### Problem description
The required answer is each line in the entries below where "headlight" occurs.
** Record extracts follows **
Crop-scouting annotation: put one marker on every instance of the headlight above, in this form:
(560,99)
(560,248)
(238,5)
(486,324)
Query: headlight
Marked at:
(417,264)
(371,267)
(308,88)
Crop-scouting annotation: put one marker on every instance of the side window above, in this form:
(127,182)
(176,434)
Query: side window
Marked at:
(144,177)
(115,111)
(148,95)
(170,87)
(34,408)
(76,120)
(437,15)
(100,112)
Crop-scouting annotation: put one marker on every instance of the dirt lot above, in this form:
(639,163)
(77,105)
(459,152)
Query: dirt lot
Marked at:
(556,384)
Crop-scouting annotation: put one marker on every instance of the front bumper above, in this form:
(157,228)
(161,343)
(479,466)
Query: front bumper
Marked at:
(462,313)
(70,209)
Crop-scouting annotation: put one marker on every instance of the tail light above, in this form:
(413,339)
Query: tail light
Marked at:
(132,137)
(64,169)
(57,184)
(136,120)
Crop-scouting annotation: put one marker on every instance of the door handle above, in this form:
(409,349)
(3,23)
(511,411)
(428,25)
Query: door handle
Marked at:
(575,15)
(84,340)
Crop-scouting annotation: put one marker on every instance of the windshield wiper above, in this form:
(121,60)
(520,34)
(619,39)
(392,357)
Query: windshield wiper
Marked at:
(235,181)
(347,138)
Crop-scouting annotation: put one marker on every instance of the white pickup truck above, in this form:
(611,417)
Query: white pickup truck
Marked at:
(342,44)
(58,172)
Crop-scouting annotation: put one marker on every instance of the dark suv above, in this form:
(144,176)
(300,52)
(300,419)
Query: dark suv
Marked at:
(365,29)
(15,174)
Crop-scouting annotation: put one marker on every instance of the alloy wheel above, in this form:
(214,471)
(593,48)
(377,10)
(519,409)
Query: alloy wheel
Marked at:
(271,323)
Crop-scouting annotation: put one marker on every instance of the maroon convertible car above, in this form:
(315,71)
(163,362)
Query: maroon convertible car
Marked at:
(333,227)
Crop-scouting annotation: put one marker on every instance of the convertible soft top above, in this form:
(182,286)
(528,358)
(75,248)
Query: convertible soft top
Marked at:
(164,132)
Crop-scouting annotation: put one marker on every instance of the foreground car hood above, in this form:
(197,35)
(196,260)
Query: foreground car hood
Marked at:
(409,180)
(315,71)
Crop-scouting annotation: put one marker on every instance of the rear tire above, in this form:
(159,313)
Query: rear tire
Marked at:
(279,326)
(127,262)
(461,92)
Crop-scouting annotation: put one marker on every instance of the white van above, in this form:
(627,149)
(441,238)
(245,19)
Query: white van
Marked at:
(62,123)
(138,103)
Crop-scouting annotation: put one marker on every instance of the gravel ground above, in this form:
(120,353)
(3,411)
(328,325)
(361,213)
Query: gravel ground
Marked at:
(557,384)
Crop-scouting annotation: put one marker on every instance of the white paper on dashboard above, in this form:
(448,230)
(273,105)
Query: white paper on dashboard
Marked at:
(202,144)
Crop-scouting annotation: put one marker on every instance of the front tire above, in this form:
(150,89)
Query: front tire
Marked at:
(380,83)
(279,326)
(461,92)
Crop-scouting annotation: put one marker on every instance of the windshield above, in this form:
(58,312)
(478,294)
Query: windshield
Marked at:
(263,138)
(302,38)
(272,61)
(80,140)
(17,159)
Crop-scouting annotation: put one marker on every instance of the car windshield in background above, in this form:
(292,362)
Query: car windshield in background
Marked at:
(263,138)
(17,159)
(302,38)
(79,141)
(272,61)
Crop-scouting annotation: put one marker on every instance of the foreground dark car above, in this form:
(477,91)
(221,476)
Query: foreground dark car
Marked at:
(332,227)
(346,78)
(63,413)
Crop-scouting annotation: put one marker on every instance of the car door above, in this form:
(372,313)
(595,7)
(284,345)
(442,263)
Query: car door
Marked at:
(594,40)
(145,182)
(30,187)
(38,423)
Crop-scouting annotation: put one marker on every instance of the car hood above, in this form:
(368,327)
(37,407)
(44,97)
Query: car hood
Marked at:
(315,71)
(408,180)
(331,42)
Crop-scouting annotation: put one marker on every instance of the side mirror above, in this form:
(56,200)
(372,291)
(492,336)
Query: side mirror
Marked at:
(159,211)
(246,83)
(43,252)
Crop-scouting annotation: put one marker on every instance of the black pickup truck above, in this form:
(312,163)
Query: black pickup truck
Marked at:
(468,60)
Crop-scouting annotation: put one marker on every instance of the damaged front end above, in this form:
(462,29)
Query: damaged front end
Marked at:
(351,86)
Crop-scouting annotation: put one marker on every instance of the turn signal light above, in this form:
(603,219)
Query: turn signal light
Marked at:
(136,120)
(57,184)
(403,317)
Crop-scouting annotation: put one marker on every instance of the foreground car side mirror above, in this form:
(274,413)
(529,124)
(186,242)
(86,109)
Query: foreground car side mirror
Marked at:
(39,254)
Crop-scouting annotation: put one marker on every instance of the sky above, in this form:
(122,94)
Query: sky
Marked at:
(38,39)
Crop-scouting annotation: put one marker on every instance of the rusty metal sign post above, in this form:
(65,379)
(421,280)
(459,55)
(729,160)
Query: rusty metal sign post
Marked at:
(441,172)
** End of Record extracts **
### Output for this task
Crop-scouting annotation: put one marker on every instance of the headlight above, in this form:
Query: headlight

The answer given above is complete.